(Task to carry out)
Count the lines in the records below that contain the string "grass", and reply with the number alone.

== Source material ==

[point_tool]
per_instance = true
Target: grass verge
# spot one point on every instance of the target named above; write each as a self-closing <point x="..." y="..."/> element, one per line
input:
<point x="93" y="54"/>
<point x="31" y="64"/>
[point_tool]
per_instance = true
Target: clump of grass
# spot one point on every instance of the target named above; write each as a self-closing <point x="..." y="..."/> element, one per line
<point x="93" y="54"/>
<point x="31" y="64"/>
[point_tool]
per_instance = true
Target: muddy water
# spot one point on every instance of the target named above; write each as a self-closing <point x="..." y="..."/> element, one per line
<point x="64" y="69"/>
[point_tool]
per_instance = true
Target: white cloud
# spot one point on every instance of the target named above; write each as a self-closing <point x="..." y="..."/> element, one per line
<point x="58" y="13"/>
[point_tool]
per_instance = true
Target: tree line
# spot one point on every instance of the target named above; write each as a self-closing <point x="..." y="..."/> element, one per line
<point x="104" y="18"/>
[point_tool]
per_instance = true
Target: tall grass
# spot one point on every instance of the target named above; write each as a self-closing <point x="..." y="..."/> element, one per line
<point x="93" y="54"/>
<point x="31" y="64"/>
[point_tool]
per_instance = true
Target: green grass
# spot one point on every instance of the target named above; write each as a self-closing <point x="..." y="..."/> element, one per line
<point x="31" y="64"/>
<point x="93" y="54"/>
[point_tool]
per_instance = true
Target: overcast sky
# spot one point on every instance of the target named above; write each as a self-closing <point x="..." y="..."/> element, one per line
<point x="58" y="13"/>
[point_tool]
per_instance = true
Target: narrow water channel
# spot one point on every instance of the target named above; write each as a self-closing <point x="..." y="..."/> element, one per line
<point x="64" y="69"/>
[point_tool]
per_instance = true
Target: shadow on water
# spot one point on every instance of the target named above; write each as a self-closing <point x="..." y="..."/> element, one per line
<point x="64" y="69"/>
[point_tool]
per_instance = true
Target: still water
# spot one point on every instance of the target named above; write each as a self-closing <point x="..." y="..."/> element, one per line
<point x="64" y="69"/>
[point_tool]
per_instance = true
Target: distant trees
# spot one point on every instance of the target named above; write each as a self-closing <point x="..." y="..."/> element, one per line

===

(Solution for this task)
4